(Annotation data for object locations)

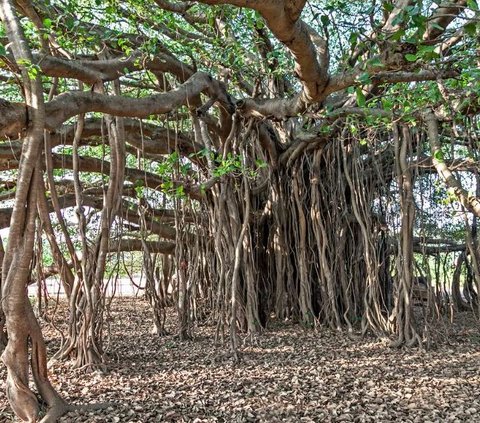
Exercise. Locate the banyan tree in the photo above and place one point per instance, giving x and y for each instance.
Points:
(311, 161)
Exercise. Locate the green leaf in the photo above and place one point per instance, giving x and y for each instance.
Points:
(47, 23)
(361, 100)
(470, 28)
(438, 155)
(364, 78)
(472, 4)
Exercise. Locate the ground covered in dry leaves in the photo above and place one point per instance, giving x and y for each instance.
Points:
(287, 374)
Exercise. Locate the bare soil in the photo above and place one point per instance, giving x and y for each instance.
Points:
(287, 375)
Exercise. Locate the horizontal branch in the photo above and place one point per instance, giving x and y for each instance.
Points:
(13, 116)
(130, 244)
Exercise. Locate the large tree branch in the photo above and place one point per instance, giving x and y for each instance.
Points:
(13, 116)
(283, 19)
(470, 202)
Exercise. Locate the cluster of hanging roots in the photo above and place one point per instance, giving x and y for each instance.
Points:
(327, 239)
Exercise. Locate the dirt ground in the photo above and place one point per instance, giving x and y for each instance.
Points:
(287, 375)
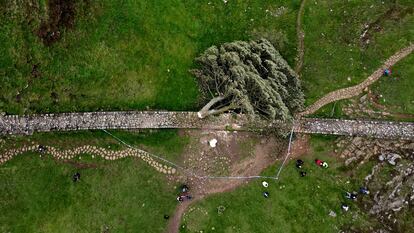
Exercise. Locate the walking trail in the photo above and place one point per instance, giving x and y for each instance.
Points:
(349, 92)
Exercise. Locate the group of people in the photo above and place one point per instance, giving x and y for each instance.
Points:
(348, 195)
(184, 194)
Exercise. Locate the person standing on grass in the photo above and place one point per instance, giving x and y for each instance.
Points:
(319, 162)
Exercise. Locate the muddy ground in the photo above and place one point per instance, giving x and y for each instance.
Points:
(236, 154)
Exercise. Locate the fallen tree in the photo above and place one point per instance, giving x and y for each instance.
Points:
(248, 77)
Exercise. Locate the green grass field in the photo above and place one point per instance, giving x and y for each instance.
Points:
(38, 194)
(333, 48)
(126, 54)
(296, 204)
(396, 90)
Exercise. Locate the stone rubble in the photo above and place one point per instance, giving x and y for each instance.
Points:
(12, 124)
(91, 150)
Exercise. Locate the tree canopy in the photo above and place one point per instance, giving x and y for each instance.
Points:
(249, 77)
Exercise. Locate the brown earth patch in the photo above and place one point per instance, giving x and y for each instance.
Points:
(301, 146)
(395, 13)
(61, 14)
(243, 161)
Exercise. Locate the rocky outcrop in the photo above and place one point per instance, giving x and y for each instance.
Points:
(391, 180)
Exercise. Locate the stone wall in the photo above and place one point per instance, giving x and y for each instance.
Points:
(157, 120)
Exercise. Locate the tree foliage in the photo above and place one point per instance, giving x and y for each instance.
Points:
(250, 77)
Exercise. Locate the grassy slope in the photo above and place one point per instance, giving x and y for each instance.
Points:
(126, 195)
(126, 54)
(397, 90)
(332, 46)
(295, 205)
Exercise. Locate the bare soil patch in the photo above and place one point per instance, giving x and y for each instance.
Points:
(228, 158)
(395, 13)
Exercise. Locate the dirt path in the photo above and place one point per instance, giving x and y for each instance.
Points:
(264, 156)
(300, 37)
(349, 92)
...
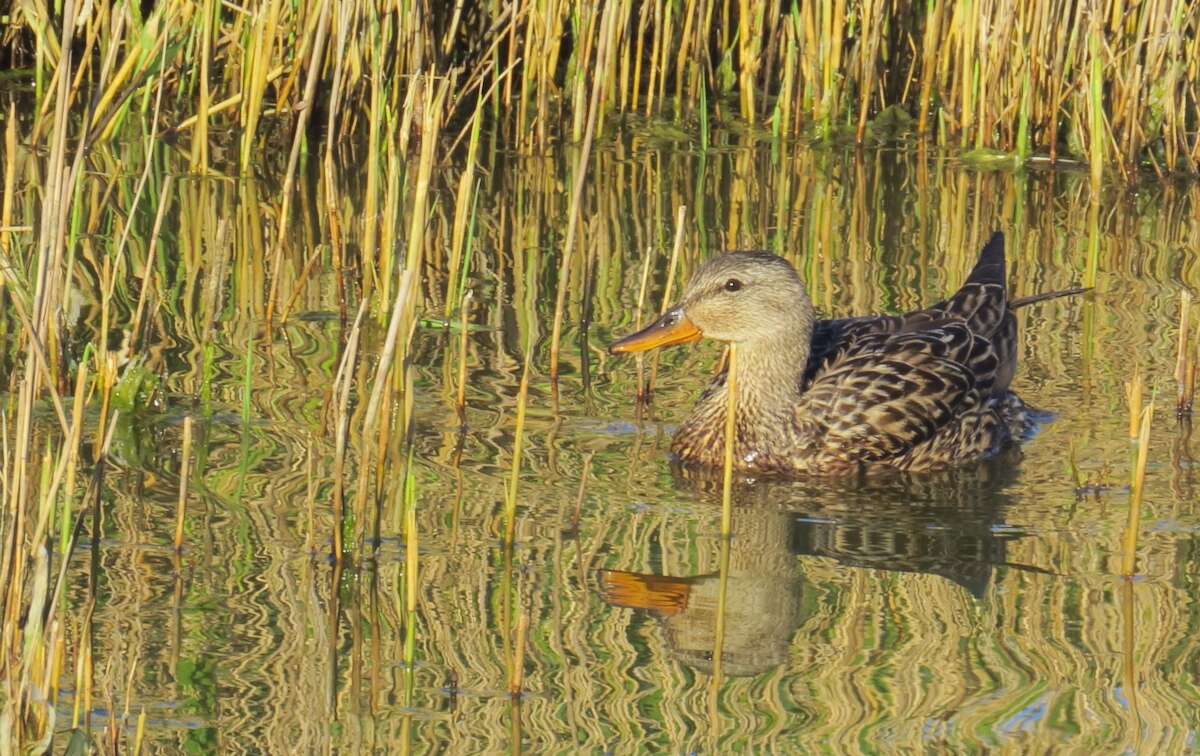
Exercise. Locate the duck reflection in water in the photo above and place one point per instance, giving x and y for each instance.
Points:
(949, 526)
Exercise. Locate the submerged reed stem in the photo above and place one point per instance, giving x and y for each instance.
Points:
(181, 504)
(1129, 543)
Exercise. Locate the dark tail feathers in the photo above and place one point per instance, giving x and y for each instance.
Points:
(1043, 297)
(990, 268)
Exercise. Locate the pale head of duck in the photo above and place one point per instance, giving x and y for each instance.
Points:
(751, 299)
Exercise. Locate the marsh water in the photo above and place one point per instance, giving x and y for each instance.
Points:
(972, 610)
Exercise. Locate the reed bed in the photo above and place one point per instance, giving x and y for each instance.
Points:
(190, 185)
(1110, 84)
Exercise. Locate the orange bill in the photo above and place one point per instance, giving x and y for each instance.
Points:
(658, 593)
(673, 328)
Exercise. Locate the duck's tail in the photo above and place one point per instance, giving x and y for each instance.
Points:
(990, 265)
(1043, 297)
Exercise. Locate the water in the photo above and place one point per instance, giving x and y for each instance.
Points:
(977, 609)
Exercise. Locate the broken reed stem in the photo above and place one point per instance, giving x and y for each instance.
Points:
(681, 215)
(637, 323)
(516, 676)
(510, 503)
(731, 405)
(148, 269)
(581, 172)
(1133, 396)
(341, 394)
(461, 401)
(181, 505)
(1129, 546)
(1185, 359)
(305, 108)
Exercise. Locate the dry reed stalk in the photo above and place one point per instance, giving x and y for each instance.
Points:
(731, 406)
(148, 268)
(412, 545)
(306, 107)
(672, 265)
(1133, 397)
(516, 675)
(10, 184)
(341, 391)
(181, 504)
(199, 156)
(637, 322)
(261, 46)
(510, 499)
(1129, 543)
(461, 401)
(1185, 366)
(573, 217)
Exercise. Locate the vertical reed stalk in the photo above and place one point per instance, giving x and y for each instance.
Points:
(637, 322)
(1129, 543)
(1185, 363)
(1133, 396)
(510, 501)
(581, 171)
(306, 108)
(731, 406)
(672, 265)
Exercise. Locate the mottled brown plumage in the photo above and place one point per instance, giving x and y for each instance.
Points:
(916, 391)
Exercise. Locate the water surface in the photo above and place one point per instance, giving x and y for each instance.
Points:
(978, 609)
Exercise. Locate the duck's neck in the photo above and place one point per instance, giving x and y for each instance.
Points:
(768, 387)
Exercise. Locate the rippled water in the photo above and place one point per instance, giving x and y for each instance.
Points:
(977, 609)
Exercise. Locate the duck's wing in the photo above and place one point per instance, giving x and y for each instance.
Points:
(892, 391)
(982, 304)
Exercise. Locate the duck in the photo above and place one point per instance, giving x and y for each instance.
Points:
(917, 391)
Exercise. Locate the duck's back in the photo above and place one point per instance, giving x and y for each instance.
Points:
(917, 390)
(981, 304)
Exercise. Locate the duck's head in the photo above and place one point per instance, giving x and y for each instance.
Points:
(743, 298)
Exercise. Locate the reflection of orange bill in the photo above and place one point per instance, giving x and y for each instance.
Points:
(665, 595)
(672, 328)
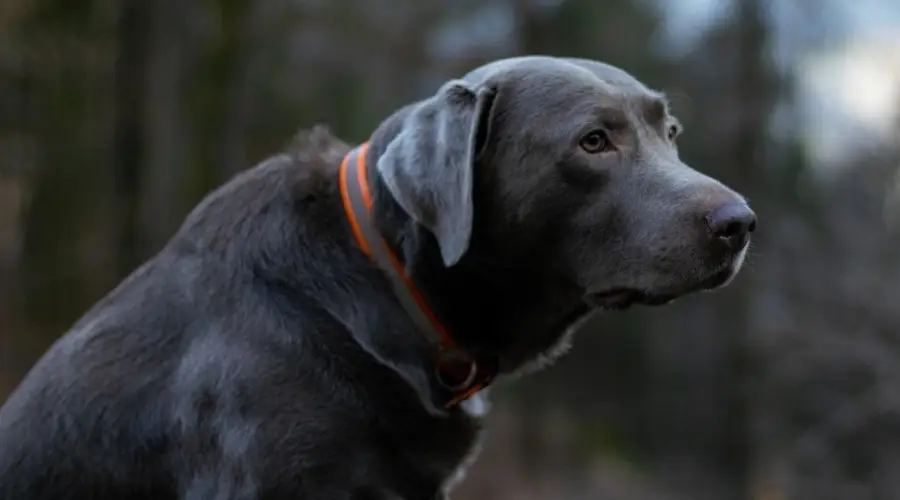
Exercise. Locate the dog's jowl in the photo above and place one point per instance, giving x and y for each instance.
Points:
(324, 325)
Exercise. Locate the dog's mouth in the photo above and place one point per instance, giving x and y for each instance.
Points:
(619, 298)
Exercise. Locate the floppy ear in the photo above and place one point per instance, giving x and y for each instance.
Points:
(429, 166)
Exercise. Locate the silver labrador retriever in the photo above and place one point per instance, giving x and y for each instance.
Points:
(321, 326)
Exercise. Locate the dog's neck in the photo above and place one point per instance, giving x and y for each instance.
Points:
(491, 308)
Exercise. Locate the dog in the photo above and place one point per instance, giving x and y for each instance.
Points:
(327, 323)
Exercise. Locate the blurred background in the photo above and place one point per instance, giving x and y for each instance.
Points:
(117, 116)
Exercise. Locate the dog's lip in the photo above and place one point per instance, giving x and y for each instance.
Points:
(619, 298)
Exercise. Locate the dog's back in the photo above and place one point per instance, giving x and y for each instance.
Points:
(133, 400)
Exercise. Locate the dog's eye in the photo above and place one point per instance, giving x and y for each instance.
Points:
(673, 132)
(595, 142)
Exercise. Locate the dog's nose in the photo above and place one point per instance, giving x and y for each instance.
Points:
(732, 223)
---
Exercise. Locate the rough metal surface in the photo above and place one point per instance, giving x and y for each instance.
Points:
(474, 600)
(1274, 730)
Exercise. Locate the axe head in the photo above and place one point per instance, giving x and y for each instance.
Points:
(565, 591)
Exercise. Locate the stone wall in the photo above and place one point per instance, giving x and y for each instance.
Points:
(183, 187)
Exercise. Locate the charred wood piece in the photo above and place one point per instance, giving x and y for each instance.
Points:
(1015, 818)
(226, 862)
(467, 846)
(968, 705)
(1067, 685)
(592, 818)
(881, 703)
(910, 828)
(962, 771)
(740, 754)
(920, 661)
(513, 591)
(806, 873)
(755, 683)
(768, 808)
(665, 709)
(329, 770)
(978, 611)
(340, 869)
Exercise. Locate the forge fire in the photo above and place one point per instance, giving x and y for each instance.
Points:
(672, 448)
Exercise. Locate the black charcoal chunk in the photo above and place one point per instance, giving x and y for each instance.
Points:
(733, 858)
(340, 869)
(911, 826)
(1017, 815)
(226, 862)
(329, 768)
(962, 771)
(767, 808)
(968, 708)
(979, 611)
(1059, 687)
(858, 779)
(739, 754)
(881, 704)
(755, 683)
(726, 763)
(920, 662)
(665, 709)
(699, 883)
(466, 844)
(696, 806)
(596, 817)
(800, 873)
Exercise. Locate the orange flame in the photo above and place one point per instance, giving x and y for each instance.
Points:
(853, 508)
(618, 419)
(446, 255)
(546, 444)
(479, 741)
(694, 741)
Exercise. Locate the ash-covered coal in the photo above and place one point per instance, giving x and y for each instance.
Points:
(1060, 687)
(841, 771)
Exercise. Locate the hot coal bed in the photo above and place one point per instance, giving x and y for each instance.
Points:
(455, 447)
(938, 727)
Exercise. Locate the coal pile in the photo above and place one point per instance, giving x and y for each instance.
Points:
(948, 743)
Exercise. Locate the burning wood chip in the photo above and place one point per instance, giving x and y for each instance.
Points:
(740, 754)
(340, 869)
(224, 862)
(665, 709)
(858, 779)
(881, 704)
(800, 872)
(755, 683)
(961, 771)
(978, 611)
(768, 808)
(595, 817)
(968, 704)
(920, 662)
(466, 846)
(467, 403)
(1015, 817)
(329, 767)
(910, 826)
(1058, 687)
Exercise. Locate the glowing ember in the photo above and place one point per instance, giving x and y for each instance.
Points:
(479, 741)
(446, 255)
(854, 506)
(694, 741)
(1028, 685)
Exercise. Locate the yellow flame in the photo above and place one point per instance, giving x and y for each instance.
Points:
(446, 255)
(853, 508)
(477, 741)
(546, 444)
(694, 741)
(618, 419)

* [Exercise instructions]
How many lines in the entries above contain the string "reflection", with case counting? Reply with the number alone.

* [Solution below]
2